▸ **DATA TO USE**:
>>>

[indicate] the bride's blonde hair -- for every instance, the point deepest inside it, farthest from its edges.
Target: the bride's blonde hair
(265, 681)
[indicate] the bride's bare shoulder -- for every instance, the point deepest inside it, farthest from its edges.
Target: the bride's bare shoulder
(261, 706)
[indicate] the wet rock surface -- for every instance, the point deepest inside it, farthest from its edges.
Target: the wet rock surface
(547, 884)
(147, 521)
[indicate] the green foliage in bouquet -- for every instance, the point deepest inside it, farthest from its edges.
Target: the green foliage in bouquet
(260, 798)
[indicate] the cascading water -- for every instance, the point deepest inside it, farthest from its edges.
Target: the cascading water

<<<
>>>

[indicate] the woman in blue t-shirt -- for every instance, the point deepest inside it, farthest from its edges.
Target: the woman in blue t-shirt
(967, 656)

<<<
>>>

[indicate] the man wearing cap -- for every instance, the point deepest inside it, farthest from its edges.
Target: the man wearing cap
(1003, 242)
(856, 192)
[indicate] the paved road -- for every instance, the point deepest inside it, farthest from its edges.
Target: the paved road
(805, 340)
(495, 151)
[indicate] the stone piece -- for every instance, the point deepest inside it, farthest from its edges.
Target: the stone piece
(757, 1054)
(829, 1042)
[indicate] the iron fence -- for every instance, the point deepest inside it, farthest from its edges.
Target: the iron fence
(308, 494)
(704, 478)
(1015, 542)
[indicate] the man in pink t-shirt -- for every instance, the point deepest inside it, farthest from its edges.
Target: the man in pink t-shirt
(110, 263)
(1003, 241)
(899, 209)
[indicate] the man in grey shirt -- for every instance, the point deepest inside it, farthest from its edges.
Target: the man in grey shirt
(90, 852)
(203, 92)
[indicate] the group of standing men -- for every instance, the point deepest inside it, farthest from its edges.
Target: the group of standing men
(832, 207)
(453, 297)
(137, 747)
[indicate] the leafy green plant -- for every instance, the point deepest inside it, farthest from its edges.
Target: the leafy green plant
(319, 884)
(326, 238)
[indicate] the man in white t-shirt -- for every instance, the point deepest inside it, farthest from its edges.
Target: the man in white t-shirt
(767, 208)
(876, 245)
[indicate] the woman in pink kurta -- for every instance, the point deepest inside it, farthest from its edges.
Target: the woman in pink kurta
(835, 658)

<<<

▸ **YOUR ASSIGNMENT**: Filter the lines above, keeping each one that contains the string "cascading".

▸ **OUTPUT FOR THIS TASK**:
[indicate] the cascading water -- for every instance, the point deepest inside it, farthest from its edges.
Target: the cascading water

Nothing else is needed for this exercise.